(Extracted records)
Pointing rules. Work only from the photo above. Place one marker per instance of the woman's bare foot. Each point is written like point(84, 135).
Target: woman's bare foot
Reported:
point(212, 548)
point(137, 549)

● **What to produce**:
Reproduce the material above exactly; please quote every line of it.

● **Worked answer**:
Pointing rules. Work only from the photo above. Place one marker per instance of the woman's bare foot. Each point is written like point(84, 135).
Target: woman's bare foot
Reported:
point(212, 548)
point(137, 549)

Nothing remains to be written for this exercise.